▸ SHORT EXERCISE 1
Return the part of the Cubs post from "The Wife signed" to "the first place.", word for word.
▸ SHORT EXERCISE 2
Shorten the paragraph of the Cubs post that begins "There is no magic bean" and keep its main points.

***** SUPPLIED TEXT *****

The Wife signed me up for a couple try-this-out meditation/yoga/etc. type classes this morning, which feels wholly appropriate given where things are with the Cubs. Perhaps I will be very zen for this afternoon’s game, regardless of the outcome …

  • If that Kris Bryant drive in the 7th yesterday had gone just about 15 feet further, it’s a game-winning grand slam, and maybe today’s conversation is entirely different, even if the performance was more or less exactly the same. That’s baseball. But the thing is, over the course of 162 games, you are *always* going to have a lot of those “ooh, so close” moments, and if they keep going against you, then you’re probably not winning a lot of games – which is why we notice them in the first place.
  • There is no magic bean that makes that ball go a little further in that moment. But there is some kind of secret sauce underneath the surface, permeating throughout the organization over the course of several years, that does make a difference in those close games, so maybe it doesn’t come down to that particular fly ball. And the Cubs’ secret sauce the last few years simply hasn’t tasted very good. That’s a concept we’ll have to explore more in the early part of the offseason – something went wrong deeper in the org a few years ago, and I think we’re seeing the spoiled fruits now in the way these games keep shaking out.
(Photo by Nuccio DiNuzzo/Getty Images)

***** STORED RECORDS *****

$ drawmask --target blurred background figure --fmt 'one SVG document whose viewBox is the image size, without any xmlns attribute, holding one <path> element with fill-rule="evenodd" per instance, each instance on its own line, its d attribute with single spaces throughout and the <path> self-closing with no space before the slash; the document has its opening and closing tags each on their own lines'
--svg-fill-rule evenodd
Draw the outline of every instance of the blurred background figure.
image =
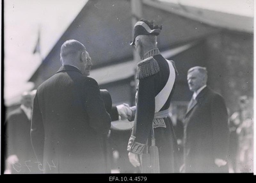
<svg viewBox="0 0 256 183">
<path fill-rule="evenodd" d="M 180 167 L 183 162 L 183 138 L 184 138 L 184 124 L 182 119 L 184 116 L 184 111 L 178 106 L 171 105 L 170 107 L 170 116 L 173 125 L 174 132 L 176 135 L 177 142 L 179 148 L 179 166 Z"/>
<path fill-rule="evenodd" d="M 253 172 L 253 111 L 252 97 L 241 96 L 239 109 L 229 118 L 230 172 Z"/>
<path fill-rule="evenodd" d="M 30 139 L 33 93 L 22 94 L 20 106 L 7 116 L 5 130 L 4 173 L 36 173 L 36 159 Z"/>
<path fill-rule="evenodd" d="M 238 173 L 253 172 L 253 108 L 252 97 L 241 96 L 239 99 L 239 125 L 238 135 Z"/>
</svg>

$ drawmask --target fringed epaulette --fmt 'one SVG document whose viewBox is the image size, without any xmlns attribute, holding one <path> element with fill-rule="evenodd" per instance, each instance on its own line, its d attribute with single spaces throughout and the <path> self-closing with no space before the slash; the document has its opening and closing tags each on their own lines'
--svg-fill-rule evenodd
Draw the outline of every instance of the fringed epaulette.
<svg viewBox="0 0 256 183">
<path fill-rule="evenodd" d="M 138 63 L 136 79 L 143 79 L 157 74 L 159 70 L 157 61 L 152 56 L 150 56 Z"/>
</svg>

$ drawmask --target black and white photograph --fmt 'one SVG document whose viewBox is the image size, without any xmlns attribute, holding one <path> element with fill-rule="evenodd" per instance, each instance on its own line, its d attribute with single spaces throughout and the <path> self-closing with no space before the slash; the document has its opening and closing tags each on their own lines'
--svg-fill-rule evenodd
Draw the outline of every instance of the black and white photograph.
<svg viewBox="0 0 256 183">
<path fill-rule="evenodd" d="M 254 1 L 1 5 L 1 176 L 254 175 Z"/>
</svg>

*****
***** STORED RECORDS *****

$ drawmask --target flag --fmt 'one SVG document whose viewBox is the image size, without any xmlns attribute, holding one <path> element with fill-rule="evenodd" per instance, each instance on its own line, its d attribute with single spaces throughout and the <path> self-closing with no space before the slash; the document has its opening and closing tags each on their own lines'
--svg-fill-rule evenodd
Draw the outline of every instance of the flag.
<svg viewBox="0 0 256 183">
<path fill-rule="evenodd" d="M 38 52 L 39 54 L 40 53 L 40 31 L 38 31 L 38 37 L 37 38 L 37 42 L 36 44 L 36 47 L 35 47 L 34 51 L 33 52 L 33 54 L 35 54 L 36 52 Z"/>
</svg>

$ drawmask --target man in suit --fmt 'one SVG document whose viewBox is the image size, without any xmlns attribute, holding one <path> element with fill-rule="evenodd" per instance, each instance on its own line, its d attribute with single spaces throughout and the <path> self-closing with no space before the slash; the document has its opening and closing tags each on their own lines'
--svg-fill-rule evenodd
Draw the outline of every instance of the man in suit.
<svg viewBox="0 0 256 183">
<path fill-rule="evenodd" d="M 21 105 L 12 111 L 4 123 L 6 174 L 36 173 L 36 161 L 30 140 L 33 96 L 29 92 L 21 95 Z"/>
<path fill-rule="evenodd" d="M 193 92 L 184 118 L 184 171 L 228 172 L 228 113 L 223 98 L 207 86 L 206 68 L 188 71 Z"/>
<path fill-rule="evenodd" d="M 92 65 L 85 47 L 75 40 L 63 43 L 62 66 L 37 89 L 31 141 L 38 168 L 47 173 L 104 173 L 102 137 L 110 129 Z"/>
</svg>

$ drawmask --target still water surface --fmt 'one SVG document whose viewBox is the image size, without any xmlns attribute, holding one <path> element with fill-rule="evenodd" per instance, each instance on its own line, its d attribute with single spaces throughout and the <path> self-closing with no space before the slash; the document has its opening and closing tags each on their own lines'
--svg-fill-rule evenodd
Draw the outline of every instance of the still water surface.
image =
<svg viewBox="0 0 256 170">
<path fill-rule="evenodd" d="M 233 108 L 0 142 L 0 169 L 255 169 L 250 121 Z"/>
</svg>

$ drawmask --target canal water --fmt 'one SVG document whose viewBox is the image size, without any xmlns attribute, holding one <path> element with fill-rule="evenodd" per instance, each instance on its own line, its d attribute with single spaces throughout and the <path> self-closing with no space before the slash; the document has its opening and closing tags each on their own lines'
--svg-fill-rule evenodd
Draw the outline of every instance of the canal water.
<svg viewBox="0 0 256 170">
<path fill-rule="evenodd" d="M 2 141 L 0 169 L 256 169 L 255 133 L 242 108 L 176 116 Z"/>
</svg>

*****

▸ SOLUTION 1
The Wife signed me up for a couple try-this-out meditation/yoga/etc. type classes this morning, which feels wholly appropriate given where things are with the Cubs. Perhaps I will be very zen for this afternoon’s game, regardless of the outcome …

  • If that Kris Bryant drive in the 7th yesterday had gone just about 15 feet further, it’s a game-winning grand slam, and maybe today’s conversation is entirely different, even if the performance was more or less exactly the same. That’s baseball. But the thing is, over the course of 162 games, you are *always* going to have a lot of those “ooh, so close” moments, and if they keep going against you, then you’re probably not winning a lot of games – which is why we notice them in the first place.

▸ SOLUTION 2
No magic bean makes a ball carry farther in one moment. But a hidden "secret sauce" built up across the organization over several years does affect close games, so a single fly ball may not be what decides things. For the Cubs, that sauce hasn't tasted good in recent years. Something went wrong deep in the organization a few years ago, and its spoiled fruits now show in how these games turn out. The post plans to explore this early in the offseason.